— Excerpted text —
╭──

And the following interface for dicts:
* `structure.pack_key_dict({...})` validates a dict of data against the defined key
fields and returns bytes. The bytes are a FoundationDB packed tuple in the defined
directory. To use key dicts you must have given all of your key fields a name.
* `structure.unpack_key_dict(b'...')` unpacks FoundationDB bytes into a dict and then
validates the data against the defined key fields returning the appropriate data type
for the field. To use key dicts you must have given all of your key fields a name.
* `structure.pack_value_dict((...))` validates a dict of data against the defined value
fields and returns bytes. The bytes are a FoundationDB packed tuple in the defined
directory. To use value dicts you must have given all of your value fields a name.
* `structure.unpack_value_dict(b'...')` unpacks FoundationDB bytes into a dict and then
validates the data against the defined value fields returning the appropriate data
type for the field. To use value dicts you must have given all of your value fields a
name.
And the following properties:
* `structure.description` a property which returns a `dict` describing the model,
including the name of the structure and any doc string as well as lists of
descriptions for each field in the key and value. You can use this to programmatically
inspect a structure in the future and is useful if you have many structures.
## Fields
All fields support the following arguments:
* `name=string` If set it defines a name stored for the field.
* `help_text=string` If set, help defines some optional help text to describe the data
stored in the value.
* `null=boolean` If set to True then the field can have a `None` value. Defaults to
False.

╰──

— Material supplied —

╭──

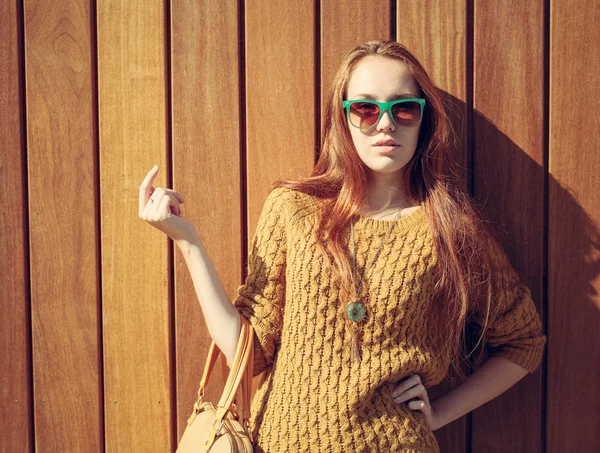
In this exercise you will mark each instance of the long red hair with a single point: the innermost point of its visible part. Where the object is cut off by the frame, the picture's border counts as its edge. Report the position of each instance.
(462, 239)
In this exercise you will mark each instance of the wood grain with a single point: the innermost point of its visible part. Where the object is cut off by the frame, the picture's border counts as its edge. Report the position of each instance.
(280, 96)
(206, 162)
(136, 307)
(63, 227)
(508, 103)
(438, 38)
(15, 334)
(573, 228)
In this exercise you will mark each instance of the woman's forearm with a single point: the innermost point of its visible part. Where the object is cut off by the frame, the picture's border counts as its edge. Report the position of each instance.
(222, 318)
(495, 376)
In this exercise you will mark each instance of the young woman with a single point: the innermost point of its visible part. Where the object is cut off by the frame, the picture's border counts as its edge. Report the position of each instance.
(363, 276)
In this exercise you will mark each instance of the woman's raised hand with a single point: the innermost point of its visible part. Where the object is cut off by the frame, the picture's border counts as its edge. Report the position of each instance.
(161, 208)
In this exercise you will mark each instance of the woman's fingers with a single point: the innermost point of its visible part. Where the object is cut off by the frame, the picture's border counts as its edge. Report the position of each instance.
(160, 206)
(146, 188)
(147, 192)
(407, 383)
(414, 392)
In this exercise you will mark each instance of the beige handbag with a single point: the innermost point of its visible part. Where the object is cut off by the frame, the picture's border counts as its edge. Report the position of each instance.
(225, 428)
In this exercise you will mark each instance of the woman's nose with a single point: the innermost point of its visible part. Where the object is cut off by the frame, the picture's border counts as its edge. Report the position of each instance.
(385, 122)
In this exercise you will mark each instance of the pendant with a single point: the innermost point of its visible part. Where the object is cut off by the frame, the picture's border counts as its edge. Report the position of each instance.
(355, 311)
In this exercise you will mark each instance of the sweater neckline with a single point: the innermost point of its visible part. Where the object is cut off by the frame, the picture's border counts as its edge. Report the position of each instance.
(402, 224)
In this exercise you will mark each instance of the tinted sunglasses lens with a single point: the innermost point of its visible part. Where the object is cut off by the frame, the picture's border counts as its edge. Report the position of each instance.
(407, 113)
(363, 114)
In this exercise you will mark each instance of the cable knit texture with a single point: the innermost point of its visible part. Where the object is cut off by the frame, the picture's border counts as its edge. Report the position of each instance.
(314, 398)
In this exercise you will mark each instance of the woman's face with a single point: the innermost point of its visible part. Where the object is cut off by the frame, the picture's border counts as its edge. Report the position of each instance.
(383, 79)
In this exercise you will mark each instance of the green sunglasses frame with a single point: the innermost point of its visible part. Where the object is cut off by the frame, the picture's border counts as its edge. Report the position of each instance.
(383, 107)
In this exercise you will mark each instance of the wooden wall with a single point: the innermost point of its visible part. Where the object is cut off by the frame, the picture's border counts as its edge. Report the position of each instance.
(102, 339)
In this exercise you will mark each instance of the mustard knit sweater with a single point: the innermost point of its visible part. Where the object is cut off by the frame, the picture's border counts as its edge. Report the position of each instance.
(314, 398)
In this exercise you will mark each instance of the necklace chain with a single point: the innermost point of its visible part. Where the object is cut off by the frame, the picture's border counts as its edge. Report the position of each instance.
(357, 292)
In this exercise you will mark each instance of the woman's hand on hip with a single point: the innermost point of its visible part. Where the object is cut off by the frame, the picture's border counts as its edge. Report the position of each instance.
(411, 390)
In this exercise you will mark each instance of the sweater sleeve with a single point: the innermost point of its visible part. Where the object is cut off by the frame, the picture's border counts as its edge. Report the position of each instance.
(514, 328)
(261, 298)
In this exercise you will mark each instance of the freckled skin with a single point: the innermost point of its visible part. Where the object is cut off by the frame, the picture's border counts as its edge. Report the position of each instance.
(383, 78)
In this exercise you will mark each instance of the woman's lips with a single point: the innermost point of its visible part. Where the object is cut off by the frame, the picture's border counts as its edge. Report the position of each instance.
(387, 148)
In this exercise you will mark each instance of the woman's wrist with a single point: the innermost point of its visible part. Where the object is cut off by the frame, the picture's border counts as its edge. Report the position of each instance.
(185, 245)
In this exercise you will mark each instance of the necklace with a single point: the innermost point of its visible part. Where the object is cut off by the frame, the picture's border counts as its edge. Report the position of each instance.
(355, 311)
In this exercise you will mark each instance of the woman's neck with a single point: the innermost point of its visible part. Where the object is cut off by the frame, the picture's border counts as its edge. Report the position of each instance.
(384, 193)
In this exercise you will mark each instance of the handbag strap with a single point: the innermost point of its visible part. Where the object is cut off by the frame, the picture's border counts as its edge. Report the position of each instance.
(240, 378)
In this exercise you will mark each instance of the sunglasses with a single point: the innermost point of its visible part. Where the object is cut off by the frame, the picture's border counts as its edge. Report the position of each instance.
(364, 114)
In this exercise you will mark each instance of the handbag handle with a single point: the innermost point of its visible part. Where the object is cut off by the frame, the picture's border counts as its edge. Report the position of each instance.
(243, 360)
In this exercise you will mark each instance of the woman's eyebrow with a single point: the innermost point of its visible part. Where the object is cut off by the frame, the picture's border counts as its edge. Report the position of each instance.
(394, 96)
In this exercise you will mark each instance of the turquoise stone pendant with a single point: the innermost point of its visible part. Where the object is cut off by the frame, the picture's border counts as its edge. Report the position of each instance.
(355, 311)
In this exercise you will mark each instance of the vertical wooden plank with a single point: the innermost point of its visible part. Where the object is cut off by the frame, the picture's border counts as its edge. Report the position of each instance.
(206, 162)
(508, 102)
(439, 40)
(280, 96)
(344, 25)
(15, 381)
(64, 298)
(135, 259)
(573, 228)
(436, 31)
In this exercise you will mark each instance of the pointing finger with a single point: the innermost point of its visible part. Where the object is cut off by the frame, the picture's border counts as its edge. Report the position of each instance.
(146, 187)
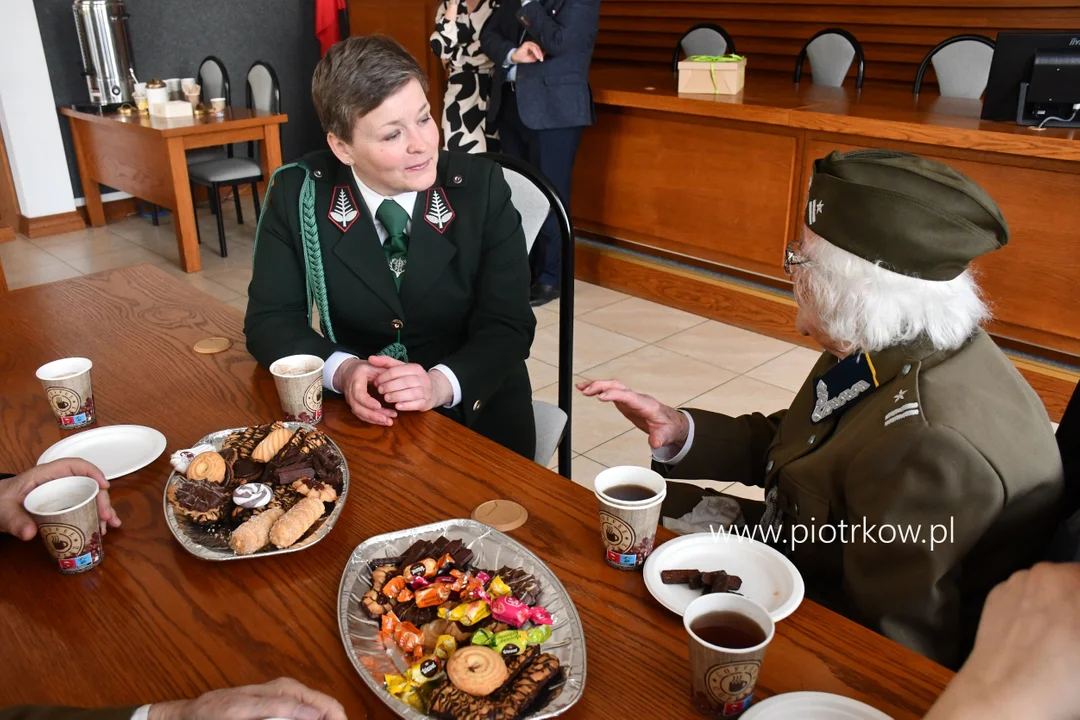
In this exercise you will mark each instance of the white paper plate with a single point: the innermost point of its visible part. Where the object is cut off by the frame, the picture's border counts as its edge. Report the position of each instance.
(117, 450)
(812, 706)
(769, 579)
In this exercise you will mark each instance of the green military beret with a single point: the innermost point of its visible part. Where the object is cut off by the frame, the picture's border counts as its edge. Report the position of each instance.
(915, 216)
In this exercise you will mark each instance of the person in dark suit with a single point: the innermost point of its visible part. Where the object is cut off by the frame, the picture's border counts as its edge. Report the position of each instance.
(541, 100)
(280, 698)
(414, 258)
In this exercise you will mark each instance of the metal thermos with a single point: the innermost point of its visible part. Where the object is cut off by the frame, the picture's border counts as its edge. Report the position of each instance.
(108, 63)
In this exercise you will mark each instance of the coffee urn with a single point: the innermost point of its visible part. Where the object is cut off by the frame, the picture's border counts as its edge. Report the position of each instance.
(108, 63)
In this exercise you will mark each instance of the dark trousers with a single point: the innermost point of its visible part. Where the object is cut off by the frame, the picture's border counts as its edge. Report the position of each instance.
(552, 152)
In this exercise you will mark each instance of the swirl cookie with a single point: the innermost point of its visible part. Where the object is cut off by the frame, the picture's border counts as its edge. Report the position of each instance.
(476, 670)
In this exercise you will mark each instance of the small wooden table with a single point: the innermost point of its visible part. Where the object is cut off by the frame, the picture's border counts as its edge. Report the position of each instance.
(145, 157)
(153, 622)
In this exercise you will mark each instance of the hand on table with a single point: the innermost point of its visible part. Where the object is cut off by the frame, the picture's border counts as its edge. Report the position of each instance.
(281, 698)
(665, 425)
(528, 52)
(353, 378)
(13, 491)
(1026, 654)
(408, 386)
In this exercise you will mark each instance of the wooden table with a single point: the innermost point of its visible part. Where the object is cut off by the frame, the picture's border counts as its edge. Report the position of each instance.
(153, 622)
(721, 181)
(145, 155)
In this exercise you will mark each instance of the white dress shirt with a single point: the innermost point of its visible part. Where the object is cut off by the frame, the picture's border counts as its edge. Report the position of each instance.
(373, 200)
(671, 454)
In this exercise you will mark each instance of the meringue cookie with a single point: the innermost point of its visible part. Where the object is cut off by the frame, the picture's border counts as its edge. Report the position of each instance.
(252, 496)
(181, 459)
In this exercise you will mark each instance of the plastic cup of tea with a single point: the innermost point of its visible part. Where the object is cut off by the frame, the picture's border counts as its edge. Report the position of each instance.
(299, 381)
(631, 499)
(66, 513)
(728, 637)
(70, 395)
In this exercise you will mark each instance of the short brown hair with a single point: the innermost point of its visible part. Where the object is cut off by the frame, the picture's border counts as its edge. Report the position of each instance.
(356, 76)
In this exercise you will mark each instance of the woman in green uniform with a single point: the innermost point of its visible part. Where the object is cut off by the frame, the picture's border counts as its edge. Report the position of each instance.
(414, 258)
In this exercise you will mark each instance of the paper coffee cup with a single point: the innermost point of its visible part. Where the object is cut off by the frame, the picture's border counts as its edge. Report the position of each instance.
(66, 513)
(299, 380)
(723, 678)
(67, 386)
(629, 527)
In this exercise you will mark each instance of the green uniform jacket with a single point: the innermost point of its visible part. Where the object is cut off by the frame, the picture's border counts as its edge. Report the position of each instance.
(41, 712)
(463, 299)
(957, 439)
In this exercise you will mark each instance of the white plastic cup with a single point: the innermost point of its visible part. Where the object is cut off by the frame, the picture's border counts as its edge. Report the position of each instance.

╰──

— Short problem —
Can you continue the FoundationDB structure documentation from the point where it stops? The listing has no connection to the FoundationDB structure documentation.

— Answer below —
* `default=value` If set, defines a default for a field. The type must match the
required type for the field. A default is only used if `null=True` and `None` is
provided to the field.
Other field types may support more arguments.
### BinaryField
Stores bytes. Optional arguments:
* `max_length=int` If set defines the maximum number of bytes the field will store.
Accepted type: `bytes`
### IntegerField
Stores integers. Optional arguments:
* `min_value=int` If set defines the minimum number the field will accept
* `max_value=int` If set defines the maximum number the field will accept
Accepted type: `int`
### FloatField
Stores floats. Optional arguments:
* `min_value=float` If set defines the minimum number the field will accept
* `max_value=float` If set defines the maximum number the field will accept
Accepted type: `float`
### BooleanField
Stores booleans.
Accepted type: `bool`
### StringField
Stores strings. Optional arguments:
* `max_length=int` If set defines the maximum length of the field will accept
Accepted type: `str`
### DateTimeField
Stores datetime instances. Internally stored as a UNIX timestamp as floats in UTC.
Accepted type: `datetime.datetime`
Input `datetime.datetime` will be normalised to UTC and returned in UTC when read. You
should account for this in your application. Storing a `datetime.datetime` in any other
timezone will convert it to UTC when read. If the provided `datetime.datetime` instance
has no timezone info it will be assumed to be UTC.
### IPv4AddressField
Stores IPv4 addresses. Internally stored as 4 bytes.
Accepted type: `ipaddress.IPv4Address`
### IPv4NetworkField
Stores IPv4 networks. Internally stored as 5 bytes (address + prefix length).
Accepted type: `ipaddress.IPv4Network`
### IPv6AddressField
Stores IPv6 addresses. Internally stored as 16 bytes.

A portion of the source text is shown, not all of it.